• **DATASET RECORDS**
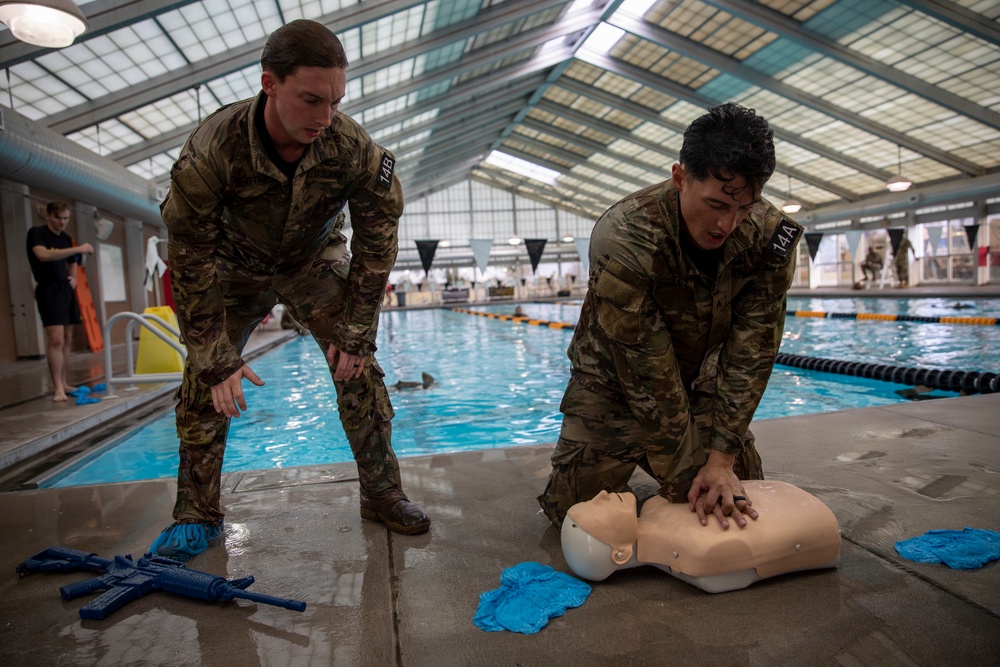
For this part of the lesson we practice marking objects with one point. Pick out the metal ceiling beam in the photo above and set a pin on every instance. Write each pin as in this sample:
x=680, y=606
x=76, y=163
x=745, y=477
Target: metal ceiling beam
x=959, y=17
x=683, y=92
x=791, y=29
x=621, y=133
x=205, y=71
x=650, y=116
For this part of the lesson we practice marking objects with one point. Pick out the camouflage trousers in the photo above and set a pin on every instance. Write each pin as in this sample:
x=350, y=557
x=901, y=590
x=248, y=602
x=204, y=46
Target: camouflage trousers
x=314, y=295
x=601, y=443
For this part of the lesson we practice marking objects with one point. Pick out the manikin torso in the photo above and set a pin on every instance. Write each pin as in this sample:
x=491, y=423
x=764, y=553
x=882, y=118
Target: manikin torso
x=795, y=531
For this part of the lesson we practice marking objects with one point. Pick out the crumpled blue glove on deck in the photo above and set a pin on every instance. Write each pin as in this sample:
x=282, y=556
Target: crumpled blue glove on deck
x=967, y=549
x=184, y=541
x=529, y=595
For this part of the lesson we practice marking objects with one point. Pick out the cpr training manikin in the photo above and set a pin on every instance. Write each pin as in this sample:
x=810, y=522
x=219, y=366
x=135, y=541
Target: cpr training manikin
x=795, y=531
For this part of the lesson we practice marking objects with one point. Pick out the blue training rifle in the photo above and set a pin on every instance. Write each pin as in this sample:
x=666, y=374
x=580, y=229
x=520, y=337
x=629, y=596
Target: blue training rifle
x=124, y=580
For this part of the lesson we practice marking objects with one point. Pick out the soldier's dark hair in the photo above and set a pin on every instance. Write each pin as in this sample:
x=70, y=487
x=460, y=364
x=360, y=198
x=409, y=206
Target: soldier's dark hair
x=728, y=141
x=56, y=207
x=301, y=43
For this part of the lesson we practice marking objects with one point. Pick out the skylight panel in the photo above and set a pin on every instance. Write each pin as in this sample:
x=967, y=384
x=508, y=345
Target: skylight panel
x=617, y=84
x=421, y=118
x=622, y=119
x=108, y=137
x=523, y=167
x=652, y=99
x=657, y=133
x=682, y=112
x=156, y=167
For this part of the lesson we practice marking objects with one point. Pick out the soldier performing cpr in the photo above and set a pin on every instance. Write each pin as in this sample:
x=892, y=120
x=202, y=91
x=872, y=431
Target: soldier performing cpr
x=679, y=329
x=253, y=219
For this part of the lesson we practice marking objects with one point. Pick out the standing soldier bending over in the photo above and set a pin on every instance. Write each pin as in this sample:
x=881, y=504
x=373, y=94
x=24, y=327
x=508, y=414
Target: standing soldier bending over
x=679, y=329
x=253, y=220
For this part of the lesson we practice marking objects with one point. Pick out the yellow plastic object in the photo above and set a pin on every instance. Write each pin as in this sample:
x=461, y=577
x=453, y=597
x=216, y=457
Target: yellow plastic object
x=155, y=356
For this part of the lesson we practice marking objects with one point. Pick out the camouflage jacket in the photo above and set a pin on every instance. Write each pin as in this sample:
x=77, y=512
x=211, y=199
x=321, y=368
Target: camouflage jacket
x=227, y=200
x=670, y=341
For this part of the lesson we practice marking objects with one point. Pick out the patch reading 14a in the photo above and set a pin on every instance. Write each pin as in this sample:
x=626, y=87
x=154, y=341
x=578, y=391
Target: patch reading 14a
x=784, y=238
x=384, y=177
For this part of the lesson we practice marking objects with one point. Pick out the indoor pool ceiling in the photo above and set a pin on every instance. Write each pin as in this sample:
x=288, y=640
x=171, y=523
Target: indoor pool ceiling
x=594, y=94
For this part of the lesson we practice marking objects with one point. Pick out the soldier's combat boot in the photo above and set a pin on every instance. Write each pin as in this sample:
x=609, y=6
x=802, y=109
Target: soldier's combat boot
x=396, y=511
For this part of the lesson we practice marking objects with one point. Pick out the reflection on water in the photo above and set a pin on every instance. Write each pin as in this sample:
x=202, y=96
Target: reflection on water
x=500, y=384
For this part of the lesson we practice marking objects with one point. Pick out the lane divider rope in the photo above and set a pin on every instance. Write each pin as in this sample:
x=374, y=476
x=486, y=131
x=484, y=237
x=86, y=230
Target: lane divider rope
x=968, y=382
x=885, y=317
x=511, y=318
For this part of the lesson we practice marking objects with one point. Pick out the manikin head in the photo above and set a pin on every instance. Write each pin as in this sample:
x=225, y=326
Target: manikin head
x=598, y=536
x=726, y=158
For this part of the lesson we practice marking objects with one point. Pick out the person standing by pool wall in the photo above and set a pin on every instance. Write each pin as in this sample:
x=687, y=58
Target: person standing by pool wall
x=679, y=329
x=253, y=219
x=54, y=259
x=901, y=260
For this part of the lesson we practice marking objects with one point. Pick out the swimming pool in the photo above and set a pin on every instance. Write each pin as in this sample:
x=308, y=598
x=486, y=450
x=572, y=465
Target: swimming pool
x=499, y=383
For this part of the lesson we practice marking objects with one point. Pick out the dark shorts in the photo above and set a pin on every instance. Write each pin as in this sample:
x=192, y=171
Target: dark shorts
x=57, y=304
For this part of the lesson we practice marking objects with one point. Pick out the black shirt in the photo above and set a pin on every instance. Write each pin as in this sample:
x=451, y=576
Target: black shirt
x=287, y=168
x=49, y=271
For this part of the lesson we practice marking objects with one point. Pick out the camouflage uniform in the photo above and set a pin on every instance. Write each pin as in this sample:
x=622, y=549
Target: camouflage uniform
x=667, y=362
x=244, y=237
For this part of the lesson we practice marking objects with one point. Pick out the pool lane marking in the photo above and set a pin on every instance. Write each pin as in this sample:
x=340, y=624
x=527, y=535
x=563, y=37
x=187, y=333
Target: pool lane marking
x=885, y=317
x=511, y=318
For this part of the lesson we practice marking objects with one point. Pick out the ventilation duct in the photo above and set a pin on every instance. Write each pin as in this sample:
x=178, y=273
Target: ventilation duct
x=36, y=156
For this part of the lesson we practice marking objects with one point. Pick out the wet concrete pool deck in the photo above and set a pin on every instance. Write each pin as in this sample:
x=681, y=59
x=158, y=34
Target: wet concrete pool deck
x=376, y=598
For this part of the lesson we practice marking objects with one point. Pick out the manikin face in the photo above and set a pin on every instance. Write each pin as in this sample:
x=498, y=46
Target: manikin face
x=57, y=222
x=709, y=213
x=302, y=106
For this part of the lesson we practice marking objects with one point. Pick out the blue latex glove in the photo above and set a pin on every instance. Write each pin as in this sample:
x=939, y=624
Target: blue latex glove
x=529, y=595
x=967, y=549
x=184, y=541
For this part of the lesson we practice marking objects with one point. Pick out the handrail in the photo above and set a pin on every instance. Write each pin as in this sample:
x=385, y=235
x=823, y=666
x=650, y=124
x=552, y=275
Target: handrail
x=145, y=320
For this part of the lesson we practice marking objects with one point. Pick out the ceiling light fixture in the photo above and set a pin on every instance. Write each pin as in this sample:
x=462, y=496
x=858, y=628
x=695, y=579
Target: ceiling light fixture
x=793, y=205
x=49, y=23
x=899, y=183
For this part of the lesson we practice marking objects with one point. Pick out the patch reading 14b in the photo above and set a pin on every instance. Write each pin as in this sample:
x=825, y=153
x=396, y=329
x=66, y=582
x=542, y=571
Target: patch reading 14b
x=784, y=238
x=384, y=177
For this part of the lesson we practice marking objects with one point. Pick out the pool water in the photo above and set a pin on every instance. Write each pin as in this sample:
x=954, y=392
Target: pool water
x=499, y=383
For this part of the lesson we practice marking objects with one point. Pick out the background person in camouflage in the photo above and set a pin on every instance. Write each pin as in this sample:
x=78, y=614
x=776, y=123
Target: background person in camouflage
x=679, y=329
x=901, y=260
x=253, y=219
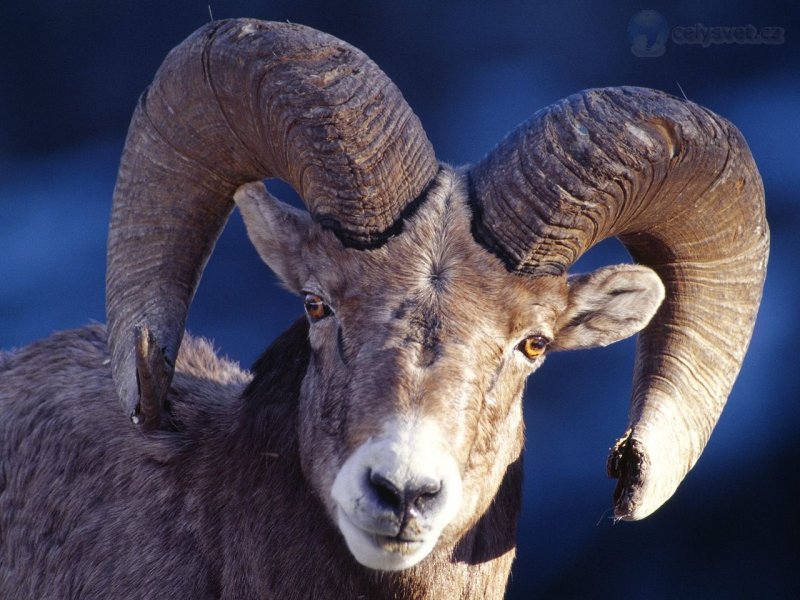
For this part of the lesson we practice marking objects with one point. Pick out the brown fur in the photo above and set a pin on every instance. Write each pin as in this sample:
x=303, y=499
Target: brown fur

• **DIRECTIVE**
Copy out the items from the line with "out the ventilation" to the line with "x=376, y=598", putting "Object" wherever "Target" appears and keeping everything else the same.

• **ANSWER TO THE EXERCISE**
For this part of the lesson we practice marking objects with one point. Pick out the ventilation duct in the photo above and set a pin on every instance. Write each pin as in this sample:
x=178, y=273
Object: ventilation duct
x=36, y=156
For this part of the lesson we practice marking objects with one point. Pick out the wet concrete pool deck in the photo above and set a pin on every instance. Write each pin as in this sample:
x=681, y=59
x=158, y=34
Object: wet concrete pool deck
x=376, y=598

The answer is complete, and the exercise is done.